=== EXTRACTED INFORMATION ===

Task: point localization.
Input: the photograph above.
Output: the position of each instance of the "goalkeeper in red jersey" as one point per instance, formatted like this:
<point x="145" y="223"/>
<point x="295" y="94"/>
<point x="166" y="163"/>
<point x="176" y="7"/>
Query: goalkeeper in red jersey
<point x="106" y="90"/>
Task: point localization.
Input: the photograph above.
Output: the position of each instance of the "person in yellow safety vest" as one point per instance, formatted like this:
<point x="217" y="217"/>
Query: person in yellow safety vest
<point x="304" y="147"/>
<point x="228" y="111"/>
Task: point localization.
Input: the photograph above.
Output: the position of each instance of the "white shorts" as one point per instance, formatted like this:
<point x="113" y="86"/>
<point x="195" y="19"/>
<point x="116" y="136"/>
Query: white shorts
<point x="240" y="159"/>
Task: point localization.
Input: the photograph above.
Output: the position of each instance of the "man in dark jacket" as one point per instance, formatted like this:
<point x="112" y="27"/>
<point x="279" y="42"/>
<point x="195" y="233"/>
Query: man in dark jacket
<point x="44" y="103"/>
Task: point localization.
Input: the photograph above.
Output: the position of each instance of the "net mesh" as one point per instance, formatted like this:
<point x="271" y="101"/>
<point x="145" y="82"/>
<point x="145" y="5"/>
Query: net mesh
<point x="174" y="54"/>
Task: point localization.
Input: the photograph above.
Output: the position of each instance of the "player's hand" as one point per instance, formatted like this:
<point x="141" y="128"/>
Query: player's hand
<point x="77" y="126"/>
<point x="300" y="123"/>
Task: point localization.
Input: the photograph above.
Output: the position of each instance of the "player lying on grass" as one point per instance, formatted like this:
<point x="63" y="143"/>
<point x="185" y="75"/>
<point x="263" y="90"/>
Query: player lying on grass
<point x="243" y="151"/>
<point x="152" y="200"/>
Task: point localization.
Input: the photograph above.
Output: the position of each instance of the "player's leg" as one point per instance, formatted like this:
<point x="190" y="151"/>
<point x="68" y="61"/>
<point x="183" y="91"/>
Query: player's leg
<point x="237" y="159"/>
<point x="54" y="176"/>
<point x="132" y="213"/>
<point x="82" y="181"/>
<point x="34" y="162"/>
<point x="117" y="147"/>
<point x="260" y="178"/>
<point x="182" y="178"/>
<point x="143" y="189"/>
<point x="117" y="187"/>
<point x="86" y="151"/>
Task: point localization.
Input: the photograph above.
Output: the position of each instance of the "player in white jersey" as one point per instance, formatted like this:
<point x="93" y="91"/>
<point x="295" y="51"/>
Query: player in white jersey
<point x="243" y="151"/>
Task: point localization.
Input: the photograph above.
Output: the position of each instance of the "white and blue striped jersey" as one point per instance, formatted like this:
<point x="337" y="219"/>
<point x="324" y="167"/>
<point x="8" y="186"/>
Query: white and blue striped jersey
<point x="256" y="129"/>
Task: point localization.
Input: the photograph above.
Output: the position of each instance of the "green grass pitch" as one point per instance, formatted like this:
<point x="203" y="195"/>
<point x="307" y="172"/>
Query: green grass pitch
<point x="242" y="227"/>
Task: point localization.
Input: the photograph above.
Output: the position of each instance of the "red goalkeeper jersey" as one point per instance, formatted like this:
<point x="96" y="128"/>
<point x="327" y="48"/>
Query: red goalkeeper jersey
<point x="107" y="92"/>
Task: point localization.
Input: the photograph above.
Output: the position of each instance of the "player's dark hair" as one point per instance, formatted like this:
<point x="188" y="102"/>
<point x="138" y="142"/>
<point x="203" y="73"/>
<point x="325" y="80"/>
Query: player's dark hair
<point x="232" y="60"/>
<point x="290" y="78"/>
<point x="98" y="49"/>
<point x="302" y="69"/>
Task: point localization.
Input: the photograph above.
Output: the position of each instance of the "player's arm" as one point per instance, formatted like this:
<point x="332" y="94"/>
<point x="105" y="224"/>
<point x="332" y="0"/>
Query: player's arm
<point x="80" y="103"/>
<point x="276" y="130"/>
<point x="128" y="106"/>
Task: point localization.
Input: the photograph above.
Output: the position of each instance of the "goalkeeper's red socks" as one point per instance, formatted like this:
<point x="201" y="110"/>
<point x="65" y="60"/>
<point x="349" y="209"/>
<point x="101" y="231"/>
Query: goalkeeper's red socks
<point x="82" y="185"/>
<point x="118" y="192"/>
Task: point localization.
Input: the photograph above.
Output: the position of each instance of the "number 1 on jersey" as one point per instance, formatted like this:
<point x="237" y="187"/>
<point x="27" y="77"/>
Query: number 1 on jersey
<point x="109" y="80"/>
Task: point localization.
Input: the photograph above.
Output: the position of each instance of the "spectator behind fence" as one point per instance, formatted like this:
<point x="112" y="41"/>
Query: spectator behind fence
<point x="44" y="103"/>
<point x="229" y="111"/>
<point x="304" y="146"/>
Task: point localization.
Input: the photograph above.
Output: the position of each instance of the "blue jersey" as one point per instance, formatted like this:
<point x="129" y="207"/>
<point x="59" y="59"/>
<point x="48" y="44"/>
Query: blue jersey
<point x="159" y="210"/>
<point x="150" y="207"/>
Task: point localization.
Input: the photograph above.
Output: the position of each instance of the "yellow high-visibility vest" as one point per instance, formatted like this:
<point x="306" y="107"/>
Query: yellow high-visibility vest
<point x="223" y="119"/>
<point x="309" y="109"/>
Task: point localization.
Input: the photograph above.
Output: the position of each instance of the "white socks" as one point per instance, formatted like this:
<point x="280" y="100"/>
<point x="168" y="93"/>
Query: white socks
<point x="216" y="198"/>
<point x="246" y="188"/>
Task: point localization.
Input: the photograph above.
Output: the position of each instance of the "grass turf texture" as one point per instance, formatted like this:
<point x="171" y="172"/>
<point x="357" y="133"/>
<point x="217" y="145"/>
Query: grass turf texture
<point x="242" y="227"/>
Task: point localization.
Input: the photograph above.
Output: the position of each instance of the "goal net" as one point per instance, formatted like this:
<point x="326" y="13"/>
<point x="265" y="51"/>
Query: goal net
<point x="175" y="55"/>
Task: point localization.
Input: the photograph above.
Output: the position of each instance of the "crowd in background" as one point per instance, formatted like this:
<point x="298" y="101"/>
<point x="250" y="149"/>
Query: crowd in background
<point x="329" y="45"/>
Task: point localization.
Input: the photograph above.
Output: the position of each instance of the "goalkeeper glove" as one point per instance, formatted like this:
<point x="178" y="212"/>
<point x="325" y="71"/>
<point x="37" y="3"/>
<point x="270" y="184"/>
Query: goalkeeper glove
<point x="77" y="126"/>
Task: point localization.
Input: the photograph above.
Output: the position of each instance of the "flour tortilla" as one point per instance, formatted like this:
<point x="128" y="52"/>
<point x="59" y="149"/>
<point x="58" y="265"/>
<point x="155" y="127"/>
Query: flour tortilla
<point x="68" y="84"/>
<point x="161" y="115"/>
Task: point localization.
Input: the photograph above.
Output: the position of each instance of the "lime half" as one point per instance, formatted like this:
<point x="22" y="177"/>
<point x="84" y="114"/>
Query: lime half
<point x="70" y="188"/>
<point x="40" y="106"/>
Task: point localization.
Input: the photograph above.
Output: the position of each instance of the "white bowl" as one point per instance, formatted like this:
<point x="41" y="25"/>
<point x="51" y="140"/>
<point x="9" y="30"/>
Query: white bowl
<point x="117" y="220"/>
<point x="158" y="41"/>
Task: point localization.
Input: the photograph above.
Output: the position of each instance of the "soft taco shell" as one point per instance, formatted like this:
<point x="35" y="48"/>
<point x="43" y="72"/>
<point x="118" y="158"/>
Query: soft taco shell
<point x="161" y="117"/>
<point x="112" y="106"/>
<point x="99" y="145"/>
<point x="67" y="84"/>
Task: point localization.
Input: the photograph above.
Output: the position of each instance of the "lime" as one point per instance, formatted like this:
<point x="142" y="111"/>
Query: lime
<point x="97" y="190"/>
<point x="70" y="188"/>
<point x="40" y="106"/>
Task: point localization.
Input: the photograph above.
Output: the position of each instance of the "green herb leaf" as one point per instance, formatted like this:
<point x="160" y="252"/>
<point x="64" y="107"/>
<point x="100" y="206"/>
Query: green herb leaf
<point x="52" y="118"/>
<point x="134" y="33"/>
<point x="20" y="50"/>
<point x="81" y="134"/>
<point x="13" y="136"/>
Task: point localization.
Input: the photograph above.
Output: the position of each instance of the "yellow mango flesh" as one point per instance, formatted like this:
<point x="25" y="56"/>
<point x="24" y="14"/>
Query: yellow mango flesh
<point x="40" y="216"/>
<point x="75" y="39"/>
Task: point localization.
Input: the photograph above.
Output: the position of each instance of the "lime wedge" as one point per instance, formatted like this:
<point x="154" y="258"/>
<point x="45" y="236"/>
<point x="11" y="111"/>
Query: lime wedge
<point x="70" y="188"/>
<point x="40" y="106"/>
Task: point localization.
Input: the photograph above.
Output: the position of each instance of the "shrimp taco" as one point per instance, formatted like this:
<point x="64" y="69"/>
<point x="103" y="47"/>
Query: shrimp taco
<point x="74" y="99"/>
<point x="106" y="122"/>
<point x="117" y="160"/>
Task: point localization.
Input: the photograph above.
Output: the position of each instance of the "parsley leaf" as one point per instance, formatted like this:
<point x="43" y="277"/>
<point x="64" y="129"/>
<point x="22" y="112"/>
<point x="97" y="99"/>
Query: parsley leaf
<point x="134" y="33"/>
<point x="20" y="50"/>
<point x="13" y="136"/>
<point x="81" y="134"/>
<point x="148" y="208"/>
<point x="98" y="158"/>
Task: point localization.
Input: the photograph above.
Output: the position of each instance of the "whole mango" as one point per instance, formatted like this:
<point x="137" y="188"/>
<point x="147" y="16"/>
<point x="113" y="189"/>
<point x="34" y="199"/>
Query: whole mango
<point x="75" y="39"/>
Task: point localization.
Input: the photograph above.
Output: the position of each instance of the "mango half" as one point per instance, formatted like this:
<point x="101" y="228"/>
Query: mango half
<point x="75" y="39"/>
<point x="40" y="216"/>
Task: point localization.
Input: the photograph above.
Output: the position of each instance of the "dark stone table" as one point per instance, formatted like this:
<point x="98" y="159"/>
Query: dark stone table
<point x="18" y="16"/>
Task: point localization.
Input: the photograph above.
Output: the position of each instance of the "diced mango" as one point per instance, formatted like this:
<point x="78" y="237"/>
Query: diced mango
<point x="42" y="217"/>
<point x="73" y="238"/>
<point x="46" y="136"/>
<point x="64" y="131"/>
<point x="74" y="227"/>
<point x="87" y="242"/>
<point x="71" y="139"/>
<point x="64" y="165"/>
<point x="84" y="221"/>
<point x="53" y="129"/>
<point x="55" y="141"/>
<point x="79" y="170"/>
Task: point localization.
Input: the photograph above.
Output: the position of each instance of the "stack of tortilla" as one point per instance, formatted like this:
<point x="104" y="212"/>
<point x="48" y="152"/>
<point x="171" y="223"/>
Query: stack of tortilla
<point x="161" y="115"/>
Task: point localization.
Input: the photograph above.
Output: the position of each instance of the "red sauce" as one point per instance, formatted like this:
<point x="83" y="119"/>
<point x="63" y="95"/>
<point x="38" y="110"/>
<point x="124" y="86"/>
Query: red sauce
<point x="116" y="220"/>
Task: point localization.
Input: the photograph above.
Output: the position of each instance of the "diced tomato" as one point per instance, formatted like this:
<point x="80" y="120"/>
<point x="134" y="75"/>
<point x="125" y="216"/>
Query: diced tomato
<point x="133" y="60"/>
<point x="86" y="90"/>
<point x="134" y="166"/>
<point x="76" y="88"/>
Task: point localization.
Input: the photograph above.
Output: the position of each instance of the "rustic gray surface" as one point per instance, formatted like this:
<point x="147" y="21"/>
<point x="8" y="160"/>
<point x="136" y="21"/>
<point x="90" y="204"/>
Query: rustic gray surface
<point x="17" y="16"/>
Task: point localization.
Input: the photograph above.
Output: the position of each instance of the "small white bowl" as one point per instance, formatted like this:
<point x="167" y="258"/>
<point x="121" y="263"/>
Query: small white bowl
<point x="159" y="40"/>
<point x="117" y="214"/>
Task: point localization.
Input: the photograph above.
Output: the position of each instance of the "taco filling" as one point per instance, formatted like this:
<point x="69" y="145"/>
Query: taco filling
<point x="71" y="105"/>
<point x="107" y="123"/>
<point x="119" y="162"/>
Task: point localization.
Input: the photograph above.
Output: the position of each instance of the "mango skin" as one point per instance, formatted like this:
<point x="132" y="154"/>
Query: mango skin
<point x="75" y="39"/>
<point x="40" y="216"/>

===

- PROBLEM TO SOLVE -
Copy out every line in the items above that contains the string "shrimp". Matches must agree in case.

- TASK OUTPUT -
Output: the position of each instance of the "shrimp taco" as one point per instance, formatted like this:
Query: shrimp taco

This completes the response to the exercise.